• _EXERCISE BRIEF_: Reproduce the lines below word for word, starting at the line containing "cardigan is. Please return the bounding box." and ending at the line containing "[569,0,954,107]", both included.

[start of ENTRIES]

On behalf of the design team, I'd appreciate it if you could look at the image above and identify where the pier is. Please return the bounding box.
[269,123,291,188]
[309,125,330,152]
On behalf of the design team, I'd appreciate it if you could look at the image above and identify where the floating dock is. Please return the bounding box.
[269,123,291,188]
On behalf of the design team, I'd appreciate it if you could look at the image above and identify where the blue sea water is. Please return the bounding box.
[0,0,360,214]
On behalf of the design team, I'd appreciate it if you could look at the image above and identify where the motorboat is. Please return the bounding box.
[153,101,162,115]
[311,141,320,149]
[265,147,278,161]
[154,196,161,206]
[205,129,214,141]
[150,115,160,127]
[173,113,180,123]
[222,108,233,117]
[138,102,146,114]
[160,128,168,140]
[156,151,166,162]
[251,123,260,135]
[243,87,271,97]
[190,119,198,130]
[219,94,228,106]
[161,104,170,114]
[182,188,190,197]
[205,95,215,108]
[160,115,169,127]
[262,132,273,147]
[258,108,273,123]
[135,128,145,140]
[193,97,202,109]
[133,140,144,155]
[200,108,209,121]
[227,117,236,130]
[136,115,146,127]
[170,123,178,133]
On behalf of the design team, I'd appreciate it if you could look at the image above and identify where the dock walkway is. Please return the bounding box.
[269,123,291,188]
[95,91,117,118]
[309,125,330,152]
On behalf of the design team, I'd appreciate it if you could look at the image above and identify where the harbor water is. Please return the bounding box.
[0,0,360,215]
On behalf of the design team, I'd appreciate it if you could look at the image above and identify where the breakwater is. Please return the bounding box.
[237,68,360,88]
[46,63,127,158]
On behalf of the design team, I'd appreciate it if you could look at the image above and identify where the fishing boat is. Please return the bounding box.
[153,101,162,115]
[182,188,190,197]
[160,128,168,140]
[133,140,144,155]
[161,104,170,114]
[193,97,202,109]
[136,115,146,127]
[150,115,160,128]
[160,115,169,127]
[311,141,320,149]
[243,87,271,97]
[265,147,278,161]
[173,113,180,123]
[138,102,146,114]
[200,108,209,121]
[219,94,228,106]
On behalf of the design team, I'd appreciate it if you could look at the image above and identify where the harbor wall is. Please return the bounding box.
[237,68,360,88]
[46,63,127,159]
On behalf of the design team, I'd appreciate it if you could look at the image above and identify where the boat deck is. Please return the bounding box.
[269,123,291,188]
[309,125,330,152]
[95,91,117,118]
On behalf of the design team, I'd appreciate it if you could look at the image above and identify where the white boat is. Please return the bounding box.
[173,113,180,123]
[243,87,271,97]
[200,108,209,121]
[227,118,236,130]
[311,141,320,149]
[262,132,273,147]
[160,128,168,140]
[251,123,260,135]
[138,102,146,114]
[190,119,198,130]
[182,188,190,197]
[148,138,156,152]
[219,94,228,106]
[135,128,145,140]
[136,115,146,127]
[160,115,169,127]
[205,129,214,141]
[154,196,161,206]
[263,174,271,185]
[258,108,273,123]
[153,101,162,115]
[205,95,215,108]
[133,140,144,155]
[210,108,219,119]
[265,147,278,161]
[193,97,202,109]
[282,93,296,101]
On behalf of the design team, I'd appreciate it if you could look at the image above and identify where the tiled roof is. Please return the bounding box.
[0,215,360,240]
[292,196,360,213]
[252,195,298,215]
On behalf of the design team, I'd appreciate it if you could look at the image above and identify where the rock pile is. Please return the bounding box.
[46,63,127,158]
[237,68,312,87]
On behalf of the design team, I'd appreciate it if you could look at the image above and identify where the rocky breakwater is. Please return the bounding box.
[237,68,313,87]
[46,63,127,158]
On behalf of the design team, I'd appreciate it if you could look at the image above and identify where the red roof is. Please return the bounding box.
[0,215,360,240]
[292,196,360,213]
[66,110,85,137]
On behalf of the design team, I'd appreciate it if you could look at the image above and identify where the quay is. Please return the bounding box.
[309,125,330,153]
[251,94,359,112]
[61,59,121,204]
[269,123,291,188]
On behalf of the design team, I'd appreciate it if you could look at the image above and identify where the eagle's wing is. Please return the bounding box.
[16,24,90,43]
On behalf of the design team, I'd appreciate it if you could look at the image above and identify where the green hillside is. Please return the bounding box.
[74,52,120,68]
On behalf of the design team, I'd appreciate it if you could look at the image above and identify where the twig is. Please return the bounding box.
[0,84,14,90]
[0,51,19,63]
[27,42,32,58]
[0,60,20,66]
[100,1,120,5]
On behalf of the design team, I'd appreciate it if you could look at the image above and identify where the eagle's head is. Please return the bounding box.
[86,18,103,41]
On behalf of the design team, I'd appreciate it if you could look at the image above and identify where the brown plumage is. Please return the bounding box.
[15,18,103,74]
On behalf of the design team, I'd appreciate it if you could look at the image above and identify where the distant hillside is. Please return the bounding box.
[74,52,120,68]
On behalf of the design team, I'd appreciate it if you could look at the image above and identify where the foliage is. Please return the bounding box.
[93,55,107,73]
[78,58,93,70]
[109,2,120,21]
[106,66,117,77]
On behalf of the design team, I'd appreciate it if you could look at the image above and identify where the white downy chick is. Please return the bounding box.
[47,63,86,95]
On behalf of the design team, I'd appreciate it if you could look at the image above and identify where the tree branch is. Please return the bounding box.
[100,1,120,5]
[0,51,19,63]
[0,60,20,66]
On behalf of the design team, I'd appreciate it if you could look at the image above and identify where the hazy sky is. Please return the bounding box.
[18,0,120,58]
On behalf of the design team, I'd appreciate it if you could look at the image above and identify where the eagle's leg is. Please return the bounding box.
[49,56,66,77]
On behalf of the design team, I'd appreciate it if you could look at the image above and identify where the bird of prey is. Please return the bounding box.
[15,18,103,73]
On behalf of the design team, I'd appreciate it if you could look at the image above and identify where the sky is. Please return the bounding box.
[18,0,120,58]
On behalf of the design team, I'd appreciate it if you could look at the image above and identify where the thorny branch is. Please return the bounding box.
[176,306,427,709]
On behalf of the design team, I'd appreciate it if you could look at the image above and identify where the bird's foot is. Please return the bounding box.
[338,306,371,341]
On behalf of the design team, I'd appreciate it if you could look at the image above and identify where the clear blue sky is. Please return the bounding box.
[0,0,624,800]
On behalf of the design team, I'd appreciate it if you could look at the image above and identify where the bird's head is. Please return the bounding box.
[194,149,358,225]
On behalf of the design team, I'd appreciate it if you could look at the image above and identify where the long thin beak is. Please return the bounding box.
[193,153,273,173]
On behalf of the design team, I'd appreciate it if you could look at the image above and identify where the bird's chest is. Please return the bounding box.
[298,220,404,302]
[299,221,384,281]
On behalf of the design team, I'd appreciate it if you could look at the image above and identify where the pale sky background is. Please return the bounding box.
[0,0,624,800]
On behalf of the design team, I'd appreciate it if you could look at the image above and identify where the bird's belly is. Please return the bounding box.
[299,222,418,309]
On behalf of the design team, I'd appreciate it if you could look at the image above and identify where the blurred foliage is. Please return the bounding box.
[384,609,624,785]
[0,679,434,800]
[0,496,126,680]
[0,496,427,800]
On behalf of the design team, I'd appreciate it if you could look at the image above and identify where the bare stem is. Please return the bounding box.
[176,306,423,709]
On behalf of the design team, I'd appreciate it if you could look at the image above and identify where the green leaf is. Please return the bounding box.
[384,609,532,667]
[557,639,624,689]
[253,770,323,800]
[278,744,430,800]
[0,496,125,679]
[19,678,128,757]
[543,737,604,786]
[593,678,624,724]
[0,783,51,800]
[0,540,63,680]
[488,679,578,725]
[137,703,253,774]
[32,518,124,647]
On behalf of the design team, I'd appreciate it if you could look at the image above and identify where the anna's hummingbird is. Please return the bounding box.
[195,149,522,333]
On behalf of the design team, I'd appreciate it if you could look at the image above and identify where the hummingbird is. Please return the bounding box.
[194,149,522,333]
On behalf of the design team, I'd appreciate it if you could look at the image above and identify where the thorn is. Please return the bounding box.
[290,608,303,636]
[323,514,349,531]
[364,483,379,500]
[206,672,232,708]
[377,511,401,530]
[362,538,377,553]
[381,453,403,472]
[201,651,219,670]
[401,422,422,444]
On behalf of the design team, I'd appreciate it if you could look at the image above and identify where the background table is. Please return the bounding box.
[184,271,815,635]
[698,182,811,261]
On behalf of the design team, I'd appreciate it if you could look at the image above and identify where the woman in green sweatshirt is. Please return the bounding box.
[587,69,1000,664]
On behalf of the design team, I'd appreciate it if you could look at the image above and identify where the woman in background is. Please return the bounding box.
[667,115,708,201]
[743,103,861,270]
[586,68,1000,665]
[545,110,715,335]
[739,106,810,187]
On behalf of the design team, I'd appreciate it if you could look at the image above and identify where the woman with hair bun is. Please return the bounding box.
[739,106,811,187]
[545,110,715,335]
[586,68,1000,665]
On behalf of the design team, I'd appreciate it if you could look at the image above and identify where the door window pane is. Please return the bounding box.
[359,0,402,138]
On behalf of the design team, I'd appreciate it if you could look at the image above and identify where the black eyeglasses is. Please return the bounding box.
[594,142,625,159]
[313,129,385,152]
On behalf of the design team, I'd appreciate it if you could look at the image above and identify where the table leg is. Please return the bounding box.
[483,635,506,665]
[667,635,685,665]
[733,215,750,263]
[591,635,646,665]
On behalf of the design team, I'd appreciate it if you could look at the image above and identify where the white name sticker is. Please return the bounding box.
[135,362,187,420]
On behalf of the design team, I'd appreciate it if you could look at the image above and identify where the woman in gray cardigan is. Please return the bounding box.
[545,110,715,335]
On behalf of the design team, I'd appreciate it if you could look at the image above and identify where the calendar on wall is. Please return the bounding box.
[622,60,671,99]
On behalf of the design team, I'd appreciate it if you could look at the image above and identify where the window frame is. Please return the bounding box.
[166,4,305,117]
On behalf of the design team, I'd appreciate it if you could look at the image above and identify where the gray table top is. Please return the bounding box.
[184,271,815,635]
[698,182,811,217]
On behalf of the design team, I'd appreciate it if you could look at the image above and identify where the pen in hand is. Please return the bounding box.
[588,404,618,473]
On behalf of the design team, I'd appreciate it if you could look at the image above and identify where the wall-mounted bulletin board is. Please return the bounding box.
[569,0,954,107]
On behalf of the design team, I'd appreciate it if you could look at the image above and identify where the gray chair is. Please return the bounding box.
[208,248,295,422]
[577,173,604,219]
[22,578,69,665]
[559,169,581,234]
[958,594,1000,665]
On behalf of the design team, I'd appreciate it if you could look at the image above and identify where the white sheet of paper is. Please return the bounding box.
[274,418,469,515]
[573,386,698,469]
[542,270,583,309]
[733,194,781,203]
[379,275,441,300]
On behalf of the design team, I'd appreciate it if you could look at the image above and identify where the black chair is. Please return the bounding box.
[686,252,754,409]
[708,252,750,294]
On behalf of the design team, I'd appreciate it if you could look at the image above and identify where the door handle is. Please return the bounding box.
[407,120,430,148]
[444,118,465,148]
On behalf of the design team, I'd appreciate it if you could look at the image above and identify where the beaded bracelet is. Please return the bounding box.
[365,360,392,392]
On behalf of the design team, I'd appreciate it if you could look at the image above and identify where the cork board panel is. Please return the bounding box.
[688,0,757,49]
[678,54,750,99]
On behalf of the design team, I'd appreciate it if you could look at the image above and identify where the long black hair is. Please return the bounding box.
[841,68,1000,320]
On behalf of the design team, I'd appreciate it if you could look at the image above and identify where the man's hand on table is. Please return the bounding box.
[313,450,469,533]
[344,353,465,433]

[end of ENTRIES]

• _CORRECT RESPONSE_:
On behalf of the design team, I'd appreciate it if you could look at the image above and identify where the woman in gray cardigan is. Please return the bounding box.
[545,110,715,335]
On behalf of the design team, I'd appreciate it if you could look at the image above and identify where the calendar on wall is. Please return the bounding box.
[622,60,671,99]
On behalf of the design team, I'd appreciate it if you could look at the image above and identify where the window frame is. Please return the bounding box.
[166,4,305,117]
On behalf of the design team, I'd appreciate it if you could look at the image above and identify where the gray table top is. Please return the bounding box.
[184,271,815,635]
[698,182,811,217]
On behalf of the design team, I'd appreciate it if you could look at the image above and identify where the pen in hand is. Please return the bounding box.
[588,404,618,473]
On behalf of the design team, I'd appreciate it if you could look at the image above and identify where the wall-mounted bulletin board is. Please return the bounding box.
[569,0,954,107]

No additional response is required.